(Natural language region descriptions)

══════════════════════════════

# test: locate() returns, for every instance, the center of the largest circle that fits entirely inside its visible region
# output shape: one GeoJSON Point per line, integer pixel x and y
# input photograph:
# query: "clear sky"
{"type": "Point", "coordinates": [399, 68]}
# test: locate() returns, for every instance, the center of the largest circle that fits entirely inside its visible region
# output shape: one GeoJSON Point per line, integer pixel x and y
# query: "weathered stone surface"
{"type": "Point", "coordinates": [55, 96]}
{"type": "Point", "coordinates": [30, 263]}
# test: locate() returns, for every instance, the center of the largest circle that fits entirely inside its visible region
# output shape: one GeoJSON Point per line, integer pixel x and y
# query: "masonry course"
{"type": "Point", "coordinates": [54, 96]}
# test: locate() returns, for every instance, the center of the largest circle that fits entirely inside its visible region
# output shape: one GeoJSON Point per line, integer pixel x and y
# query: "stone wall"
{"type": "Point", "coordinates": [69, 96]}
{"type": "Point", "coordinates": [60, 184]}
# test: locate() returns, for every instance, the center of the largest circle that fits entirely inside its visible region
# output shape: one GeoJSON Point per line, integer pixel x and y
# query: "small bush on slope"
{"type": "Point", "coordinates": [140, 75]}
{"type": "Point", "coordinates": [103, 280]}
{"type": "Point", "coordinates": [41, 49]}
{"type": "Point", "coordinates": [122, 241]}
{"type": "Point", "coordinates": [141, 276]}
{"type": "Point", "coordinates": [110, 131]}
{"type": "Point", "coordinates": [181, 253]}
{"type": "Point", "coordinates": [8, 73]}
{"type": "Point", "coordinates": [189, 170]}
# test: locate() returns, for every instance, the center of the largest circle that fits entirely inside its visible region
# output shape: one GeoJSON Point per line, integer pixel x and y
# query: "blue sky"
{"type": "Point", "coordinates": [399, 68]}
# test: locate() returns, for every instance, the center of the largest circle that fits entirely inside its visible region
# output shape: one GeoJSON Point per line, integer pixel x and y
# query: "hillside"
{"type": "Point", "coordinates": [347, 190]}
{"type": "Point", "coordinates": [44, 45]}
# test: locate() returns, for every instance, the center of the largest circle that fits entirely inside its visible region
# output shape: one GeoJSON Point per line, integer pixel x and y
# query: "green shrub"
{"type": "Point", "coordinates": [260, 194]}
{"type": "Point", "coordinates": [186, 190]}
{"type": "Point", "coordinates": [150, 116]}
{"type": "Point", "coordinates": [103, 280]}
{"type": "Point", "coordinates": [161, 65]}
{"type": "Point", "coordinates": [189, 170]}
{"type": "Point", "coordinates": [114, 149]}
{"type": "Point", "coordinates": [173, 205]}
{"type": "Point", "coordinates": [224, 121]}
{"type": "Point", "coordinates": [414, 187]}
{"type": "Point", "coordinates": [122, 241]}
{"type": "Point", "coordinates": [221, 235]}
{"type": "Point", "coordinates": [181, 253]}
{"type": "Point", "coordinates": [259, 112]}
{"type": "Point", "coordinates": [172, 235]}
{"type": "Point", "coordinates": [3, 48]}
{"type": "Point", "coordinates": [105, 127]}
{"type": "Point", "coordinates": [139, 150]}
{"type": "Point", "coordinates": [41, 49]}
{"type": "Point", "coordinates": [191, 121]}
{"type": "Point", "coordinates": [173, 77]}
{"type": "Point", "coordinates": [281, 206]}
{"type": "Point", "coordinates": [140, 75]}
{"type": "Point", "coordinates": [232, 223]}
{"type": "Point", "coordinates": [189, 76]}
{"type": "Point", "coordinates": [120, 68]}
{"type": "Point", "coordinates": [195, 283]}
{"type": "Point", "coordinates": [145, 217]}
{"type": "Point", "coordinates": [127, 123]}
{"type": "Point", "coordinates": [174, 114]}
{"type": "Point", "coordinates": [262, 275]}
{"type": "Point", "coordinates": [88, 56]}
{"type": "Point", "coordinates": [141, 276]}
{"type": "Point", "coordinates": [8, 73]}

══════════════════════════════

ACTIVITY.
Print the data above again, with nothing altered and nothing left out.

EXPECTED ANSWER.
# test: locate() returns, for every instance, the center of the largest circle that fits entirely inside its visible region
# output shape: one GeoJSON Point per line, integer pixel x and y
# input photograph:
# query: "clear sky"
{"type": "Point", "coordinates": [399, 68]}
# test: locate() returns, for every instance, the center of the largest circle that fits entirely inside its visible region
# output shape: one GeoJSON Point per line, integer pixel x and y
# query: "weathered stone surface"
{"type": "Point", "coordinates": [55, 96]}
{"type": "Point", "coordinates": [30, 263]}
# test: locate() returns, for every instance, the center of the largest circle that fits entirely inside its visible region
# output shape: one GeoJSON Point per line, integer pixel x and y
# query: "masonry course"
{"type": "Point", "coordinates": [54, 96]}
# test: locate() returns, for every instance, the center of the largest circle that fits entirely inside its visible region
# output shape: one GeoJSON Point per line, integer pixel x and y
# query: "stone wall"
{"type": "Point", "coordinates": [69, 96]}
{"type": "Point", "coordinates": [60, 184]}
# test: locate() returns, for every instance, the center of the largest circle that fits entirely inside its visible region
# output shape: one GeoJSON Point per line, integer pixel x and y
# query: "small bush on slope"
{"type": "Point", "coordinates": [140, 75]}
{"type": "Point", "coordinates": [103, 280]}
{"type": "Point", "coordinates": [41, 49]}
{"type": "Point", "coordinates": [122, 241]}
{"type": "Point", "coordinates": [141, 276]}
{"type": "Point", "coordinates": [110, 131]}
{"type": "Point", "coordinates": [181, 253]}
{"type": "Point", "coordinates": [8, 73]}
{"type": "Point", "coordinates": [189, 170]}
# test: locate() returns, for every instance, the center of the largest circle that fits entirely inside its visible region
# output shape: one GeoJSON Point per line, integer pixel x and y
# query: "blue sky"
{"type": "Point", "coordinates": [399, 68]}
# test: locate() returns, for every instance, the center of the largest circle that fits entirely inside its visible region
# output shape: one GeoJSON Point per line, integer pixel x and y
# query: "hillside"
{"type": "Point", "coordinates": [347, 190]}
{"type": "Point", "coordinates": [44, 45]}
# test: locate() returns, for every instance, the center of the largest circle that fits entirely inside its visible region
# output shape: one GeoJSON Point per line, integer pixel x and y
# query: "green shrub"
{"type": "Point", "coordinates": [260, 194]}
{"type": "Point", "coordinates": [186, 190]}
{"type": "Point", "coordinates": [150, 116]}
{"type": "Point", "coordinates": [103, 280]}
{"type": "Point", "coordinates": [161, 65]}
{"type": "Point", "coordinates": [189, 170]}
{"type": "Point", "coordinates": [114, 149]}
{"type": "Point", "coordinates": [173, 205]}
{"type": "Point", "coordinates": [224, 121]}
{"type": "Point", "coordinates": [414, 187]}
{"type": "Point", "coordinates": [122, 241]}
{"type": "Point", "coordinates": [221, 235]}
{"type": "Point", "coordinates": [181, 253]}
{"type": "Point", "coordinates": [259, 112]}
{"type": "Point", "coordinates": [172, 235]}
{"type": "Point", "coordinates": [3, 48]}
{"type": "Point", "coordinates": [105, 127]}
{"type": "Point", "coordinates": [139, 150]}
{"type": "Point", "coordinates": [41, 49]}
{"type": "Point", "coordinates": [191, 121]}
{"type": "Point", "coordinates": [173, 77]}
{"type": "Point", "coordinates": [281, 206]}
{"type": "Point", "coordinates": [140, 75]}
{"type": "Point", "coordinates": [232, 223]}
{"type": "Point", "coordinates": [189, 76]}
{"type": "Point", "coordinates": [120, 68]}
{"type": "Point", "coordinates": [195, 283]}
{"type": "Point", "coordinates": [145, 217]}
{"type": "Point", "coordinates": [127, 123]}
{"type": "Point", "coordinates": [174, 114]}
{"type": "Point", "coordinates": [262, 275]}
{"type": "Point", "coordinates": [88, 56]}
{"type": "Point", "coordinates": [141, 276]}
{"type": "Point", "coordinates": [8, 73]}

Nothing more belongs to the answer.